Está aqui
Notas cipriotas para incomodar os bons espíritos
1. A União Europeia comporta-se como um poder colonial
A Comissão Europeia é uma instituição com um programa final: um governo imperial (chama-se delicadamente federalismo) submetendo os povos à lei da acumulação financeira da burguesia alemã e dos seus súbditos. É certo que são experimentalistas: a Comissão e os ministros das finanças atrevem-se a impor ao Chipre o que não tentariam em Espanha (60 biliões para os bancos, mas vão pagar disfarçadamente com dívida e impostos). Mas, por isso mesmo, a solução cipriota é ainda mais grave, porque junta a violência política à incompetência técnica de uma solução que nunca podia resultar. Isto vai ser cada vez pior.
2. A crise do euro agravou-se e vai continuar a agravar-se
Esta direção europeia é estupidificada pela arrogância do seu poder. A solução de confiscar uma parte das poupanças cipriotas não tem justificação (se querem taxar a evasão fiscal russa, porque é que nunca o fizeram na entrada dos capitais?) mas tem uma consequência devastadora: a vida de uma economia desenvolvida depende da credibilidade do sistema bancário e a partir de agora as pessoas sabem que tudo é possível.
Sabem que a Islândia é ameaçada se não pagar os depósitos de bancos privados que foram à falência mas que em Chipre são as autoridades europeias quem rouba os depósitos. Sabem também agora que o Eurogrupo pode aprovar numa madrugada qualquer estado de sítio financeiro.

**Tarefas do exercício**
A. Segundo o texto sobre o Chipre, que nome se dá delicadamente ao governo imperial que a Comissão Europeia tem como programa final?
B. Estas afirmações estão de acordo com o texto sobre o Chipre? Responda sim ou não a cada uma e cite as palavras decisivas. (i) A crise do euro vai continuar a agravar-se. (ii) A solução de confiscar uma parte das poupanças cipriotas tem justificação. (iii) A Islândia é ameaçada se não pagar os depósitos de bancos privados que faliram.
Os dados são material independente do texto sobre o Chipre.

**Dados**
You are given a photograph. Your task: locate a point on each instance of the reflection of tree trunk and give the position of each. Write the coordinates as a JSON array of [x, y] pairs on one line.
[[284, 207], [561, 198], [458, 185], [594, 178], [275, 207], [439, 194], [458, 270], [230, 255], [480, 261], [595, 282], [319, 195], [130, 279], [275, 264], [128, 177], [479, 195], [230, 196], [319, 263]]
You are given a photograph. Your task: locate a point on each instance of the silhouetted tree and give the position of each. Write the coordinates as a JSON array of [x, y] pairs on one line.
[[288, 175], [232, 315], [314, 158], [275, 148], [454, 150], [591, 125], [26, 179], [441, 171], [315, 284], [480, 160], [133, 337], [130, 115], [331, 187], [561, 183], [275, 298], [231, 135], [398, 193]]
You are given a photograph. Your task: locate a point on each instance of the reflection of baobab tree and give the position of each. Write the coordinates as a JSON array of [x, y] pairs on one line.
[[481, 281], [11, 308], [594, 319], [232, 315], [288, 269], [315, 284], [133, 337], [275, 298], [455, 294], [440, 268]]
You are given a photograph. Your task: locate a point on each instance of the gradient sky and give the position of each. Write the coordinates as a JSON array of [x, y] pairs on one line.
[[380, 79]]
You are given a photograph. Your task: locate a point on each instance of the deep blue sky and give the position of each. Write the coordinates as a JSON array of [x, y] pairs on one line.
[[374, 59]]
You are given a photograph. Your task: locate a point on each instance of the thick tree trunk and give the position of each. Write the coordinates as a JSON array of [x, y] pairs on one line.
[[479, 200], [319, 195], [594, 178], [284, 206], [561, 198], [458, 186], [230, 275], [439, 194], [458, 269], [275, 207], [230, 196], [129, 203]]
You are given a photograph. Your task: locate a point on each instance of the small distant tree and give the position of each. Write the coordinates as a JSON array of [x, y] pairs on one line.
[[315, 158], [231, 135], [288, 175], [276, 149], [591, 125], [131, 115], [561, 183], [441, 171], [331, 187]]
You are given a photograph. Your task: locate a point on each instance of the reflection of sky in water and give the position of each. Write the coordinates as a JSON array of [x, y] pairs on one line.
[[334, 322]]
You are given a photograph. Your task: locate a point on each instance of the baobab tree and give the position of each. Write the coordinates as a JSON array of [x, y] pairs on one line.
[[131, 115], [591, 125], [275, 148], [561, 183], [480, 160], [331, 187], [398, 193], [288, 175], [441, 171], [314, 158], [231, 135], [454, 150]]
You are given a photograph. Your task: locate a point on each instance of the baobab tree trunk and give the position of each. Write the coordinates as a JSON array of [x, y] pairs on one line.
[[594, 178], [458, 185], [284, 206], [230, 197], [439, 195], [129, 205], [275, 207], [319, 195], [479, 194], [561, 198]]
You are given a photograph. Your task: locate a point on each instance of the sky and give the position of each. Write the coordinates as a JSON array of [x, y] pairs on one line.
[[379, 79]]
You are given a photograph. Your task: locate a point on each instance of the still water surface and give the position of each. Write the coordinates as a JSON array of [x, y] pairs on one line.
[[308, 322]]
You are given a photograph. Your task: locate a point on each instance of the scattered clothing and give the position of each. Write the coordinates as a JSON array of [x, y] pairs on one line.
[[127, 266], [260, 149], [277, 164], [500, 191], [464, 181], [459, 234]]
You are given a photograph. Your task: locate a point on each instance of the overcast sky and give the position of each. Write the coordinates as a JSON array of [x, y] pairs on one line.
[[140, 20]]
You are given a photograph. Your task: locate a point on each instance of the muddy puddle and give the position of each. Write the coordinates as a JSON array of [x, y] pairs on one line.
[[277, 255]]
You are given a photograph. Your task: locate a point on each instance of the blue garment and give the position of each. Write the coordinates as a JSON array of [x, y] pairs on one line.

**Soluções por tarefa**
A. Federalismo.

B.
(i) Sim: "A crise do euro agravou-se e vai continuar a agravar-se".
(ii) Não: "A solução de confiscar uma parte das poupanças cipriotas não tem justificação".
(iii) Sim: "a Islândia é ameaçada se não pagar os depósitos de bancos privados que foram à falência".